> _Instructions_
**A.** In the fostering blog below, what do the adults do during "lunge time"?
**B.** How would you put this sentence from the fostering blog below into Spanish: "So I don’t think there is a physical reason for her bad mood."
**C.** Carry on writing the fostering blog below, picking up after its last sentence.

> _Study text_
·····

Friday’s Fostering Blog
It has been one of those weeks that seems to have gone on for ever. Nothing has been good enough for Alice. She seems to have woken up in a bad mood every morning. She has taken offence at every little thing, been argumentative and downright grumpy. I have wondered whether she is coming down with something – and checked her temperature and checked her urine to ensure she is not brewing a urine infection. No temperature and no infection. So I don’t think there is a physical reason for her bad mood.
Pretty much every day there has been a battle about something, whether it is getting dressed, eating food, getting out the door on time for school, doing homework etc. It has been truly exhausting. I would like to say we have all kept our cool but there is only so much you can take. One or other of us will find ourselves engaging in conversation, trying to negotiate or reason with her. This always ends in disaster. Having been reeled in to the drama, you end up feeling very frustrated with need for “lunge time” in the kitchen. “Lunge time” is the phrase we use to one another to signal a white flag – and it literally means what you think it means – going into another room and doing some lunge exercises to keep calm!. Or course it also means that we need help, we need a “get out of jail” card – we just need to be anywhere other than being sucked in to whatever drama has just occurred!

·····

> _Given entries_
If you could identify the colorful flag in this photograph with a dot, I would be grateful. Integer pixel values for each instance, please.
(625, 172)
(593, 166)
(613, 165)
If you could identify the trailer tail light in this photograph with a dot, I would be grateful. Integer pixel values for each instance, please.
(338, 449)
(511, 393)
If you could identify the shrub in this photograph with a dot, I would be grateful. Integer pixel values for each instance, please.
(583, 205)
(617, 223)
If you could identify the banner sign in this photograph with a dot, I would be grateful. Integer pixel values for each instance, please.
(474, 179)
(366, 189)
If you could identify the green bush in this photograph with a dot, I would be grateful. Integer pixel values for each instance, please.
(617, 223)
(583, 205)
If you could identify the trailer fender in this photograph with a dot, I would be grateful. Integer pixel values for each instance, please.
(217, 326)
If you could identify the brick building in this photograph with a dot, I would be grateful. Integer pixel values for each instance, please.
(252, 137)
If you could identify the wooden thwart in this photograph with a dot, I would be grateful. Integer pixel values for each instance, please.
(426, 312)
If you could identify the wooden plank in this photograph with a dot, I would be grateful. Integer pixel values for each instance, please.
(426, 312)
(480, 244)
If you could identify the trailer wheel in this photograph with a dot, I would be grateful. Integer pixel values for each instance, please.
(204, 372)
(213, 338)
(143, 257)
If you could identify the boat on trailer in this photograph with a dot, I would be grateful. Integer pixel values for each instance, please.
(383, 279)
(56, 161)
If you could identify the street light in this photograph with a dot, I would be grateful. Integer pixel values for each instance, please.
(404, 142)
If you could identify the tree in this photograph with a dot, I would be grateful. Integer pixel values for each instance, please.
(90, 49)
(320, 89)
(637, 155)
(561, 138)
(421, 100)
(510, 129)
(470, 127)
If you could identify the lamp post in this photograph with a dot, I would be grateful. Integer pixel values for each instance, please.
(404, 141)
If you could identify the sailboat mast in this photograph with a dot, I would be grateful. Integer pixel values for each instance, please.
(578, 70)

·····

> _Responses by item number_
**A.** They go into another room and do lunge exercises to keep calm.

**B.** Así que no creo que haya una razón física para su mal humor.

**C.**
So after such a week you can imagine my delight when I received a phone call yesterday from Alice’s class teacher to tell me the good news that Alice had received “Star of the Week”. It felt like this could not have been given on a worse week. So Charlie and I had to go into assembly this morning and celebrate her achievement of getting the award for her excellent work this week. Reading between the lines I think “excellent work” meant she actually wrote two sentences without making a huge fuss. I shouldn’t be so cynical.
It was also unfortunate that it appeared to be “special needs” week. Two of the other “stars” had additional needs – downs syndrome and autism. Call me suspicious but I couldn’t help think that they wanted to get the “special” kids out of the way – all in one hit. I am sure it was completely coincidental and the staff would be mortified at me thinking such a thing. This has at least provided a little amusement after what has been a tricky week.